Activity → The answer is all of the data, repeated exactly.

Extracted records
↓
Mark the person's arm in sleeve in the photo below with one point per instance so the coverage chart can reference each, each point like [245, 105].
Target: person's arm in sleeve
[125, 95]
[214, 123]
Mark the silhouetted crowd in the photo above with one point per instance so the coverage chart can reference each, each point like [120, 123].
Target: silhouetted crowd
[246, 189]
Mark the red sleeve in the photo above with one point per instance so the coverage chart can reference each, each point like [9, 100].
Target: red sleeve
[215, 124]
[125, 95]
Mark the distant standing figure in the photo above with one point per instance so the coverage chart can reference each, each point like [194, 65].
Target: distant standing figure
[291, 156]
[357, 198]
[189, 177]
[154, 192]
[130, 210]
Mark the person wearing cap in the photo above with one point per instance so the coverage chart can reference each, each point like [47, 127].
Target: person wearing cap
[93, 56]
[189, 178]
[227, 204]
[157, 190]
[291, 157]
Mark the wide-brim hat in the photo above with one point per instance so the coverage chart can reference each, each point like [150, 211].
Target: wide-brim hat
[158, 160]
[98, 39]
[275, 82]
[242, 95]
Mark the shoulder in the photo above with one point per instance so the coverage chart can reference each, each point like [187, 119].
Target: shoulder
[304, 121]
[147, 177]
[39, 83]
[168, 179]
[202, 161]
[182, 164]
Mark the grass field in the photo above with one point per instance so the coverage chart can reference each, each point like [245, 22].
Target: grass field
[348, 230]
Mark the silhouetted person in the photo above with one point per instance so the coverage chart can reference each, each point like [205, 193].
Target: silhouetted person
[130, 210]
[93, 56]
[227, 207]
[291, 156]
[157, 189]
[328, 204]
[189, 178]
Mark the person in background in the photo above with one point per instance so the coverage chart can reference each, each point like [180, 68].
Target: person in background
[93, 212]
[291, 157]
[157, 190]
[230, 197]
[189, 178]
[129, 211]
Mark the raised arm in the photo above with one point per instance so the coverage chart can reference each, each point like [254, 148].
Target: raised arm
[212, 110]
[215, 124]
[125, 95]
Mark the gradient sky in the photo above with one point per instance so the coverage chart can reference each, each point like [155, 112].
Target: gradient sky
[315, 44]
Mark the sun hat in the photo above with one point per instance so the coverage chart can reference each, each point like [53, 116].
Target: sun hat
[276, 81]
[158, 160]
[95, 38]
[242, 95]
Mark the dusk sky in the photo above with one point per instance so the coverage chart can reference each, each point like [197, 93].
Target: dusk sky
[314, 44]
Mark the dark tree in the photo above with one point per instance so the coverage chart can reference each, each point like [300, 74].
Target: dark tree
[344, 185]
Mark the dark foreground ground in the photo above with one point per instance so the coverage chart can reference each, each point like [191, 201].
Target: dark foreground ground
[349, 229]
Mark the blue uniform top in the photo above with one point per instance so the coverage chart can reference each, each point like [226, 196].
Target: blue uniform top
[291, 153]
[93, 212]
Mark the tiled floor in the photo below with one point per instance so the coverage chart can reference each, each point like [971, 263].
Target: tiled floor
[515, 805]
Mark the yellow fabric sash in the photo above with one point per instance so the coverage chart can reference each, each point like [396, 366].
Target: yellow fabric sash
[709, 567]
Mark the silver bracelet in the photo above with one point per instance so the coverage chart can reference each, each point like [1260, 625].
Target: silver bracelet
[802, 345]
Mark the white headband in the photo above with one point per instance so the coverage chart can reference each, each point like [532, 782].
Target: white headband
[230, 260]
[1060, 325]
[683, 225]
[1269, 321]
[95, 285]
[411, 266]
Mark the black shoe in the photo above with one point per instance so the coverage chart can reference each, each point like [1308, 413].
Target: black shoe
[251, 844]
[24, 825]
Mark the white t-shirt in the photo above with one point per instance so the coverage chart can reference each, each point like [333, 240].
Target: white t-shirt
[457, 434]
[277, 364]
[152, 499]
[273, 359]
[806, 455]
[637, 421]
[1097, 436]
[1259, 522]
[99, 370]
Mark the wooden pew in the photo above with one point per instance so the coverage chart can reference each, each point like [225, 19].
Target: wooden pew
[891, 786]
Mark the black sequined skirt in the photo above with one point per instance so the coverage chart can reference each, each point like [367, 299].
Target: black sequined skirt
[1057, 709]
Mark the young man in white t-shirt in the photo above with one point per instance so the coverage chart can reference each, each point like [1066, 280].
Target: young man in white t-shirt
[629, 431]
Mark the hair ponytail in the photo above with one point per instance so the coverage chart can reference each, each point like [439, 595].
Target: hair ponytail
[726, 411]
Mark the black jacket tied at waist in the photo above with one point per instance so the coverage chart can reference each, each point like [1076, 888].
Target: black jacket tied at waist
↑
Completed task →
Mark the person's arm in sleeve in the photo below with one point per instance so the coverage chart can reference each, each point like [245, 105].
Target: person's arm in sleeve
[125, 95]
[214, 123]
Mark the silhouetted crowd in the photo above with one point per instance so the coverage chart can reference each, each point like [120, 123].
Target: silhouetted crowd
[246, 189]
Mark the red sleeve in the photo above with one point per instance so the coverage chart can reference each, each point like [9, 100].
Target: red sleeve
[215, 124]
[125, 95]
Mark the distant standing figure in the photo above with one point per instance so the coverage chart can reference each, each point like [194, 65].
Target: distant standing figure
[291, 156]
[357, 198]
[189, 177]
[154, 192]
[130, 210]
Mark the person wearing cap in the photo above with one point per instance so the coverage chart can reference each, each point like [47, 127].
Target: person wearing cap
[93, 56]
[189, 178]
[227, 204]
[157, 190]
[291, 157]
Mark the wide-brim hat in the photo above with one point per instance so the coverage chart can reference each, each point like [150, 211].
Target: wide-brim hat
[158, 160]
[98, 39]
[275, 82]
[242, 95]
Mark the shoulder in the photo above with one point per instance so the coverage chart can reference each, each point like [187, 119].
Target: shoulder
[304, 121]
[147, 177]
[39, 83]
[168, 179]
[202, 161]
[182, 164]
Mark the grass field in the photo above with one point per instance so the coverage chart can reference each, each point like [245, 22].
Target: grass field
[348, 230]
Mark the silhouetted person in the photo above with one point per instance so the coverage chart can reference each, each point like [205, 193].
Target: silhouetted person
[130, 210]
[93, 56]
[227, 207]
[291, 156]
[157, 189]
[328, 204]
[189, 178]
Mark the person in background in the photo above with one point per instance so the coverage chart can reference each, each point like [180, 68].
Target: person in background
[93, 212]
[291, 157]
[157, 190]
[230, 197]
[189, 178]
[129, 211]
Mark the raised arm in the photo above with one point per instance so the coverage chart can reference each, each point like [254, 148].
Target: raised arm
[212, 110]
[215, 124]
[125, 95]
Mark the gradient sky in the photo above with one point per instance so the coverage chart can reference each, each point like [155, 112].
Target: gradient sky
[315, 44]
Mark the sun hat in the photo above with one point per instance so the coverage chart can reference each, each point like [53, 116].
Target: sun hat
[276, 81]
[158, 160]
[95, 38]
[242, 95]
Mark the dusk sky in the photo above with one point per instance so the coverage chart can reference each, each point like [197, 93].
Target: dusk sky
[314, 44]
Mark the dark tree in the photo above with one point per instance so the coverage chart can reference each, each point like [300, 74].
Target: dark tree
[344, 185]
Mark the dark foreground ground in the photo above with one point per instance so the coverage chart can reference each, each point like [191, 201].
Target: dark foreground ground
[349, 229]
Mark the blue uniform top in the photo above with one point per instance so the coverage chart can reference each, each point like [226, 196].
Target: blue uniform top
[291, 153]
[93, 212]
Mark the tiled floor in the photo below with one point per instance so the coverage chart can reference each, each point like [971, 263].
Target: tiled floor
[515, 805]
Mark the yellow fabric sash in the photo above with one point per instance so the coverage chart can reference each, each point like [396, 366].
Target: yellow fabric sash
[709, 567]
Mark the silver bracelet in the photo above with one point per instance so the coverage chart can reference each, each point like [1260, 625].
Target: silver bracelet
[802, 345]
Mark the white headband in the photo above with one point per instance so the coverage chart can reference each, each point like [532, 782].
Target: white headband
[230, 260]
[1060, 325]
[683, 225]
[1269, 321]
[95, 285]
[411, 266]
Mark the black shoe in the photo above with one point per instance so the coverage chart can reference each, each point like [1308, 413].
Target: black shoe
[251, 844]
[24, 825]
Mark the white t-shirt in the photo above with one point per instance so the coverage chart can reference each, each point like [333, 240].
Target: white t-shirt
[457, 434]
[277, 364]
[152, 499]
[273, 359]
[806, 455]
[637, 421]
[1097, 436]
[1259, 522]
[99, 370]
Mark the wooden pew in the photo above with one point per instance so the coverage chart can reference each, each point like [225, 19].
Target: wooden pew
[891, 786]
Mark the black sequined skirt in the photo above with one point per instance so the coverage chart can reference each, each point like [367, 299].
Target: black sequined skirt
[1057, 709]
Mark the young man in white t-shirt in the photo above with one point per instance so the coverage chart can reference each, each point like [1066, 280].
Target: young man in white t-shirt
[629, 431]
Mark the hair ponytail in the photo above with one point per instance so the coverage chart can reference each, each point like [439, 595].
Target: hair ponytail
[726, 411]
Mark the black jacket tied at waist in the photo above with one point per instance so the coverage chart can reference each, each point like [1076, 888].
Target: black jacket tied at waist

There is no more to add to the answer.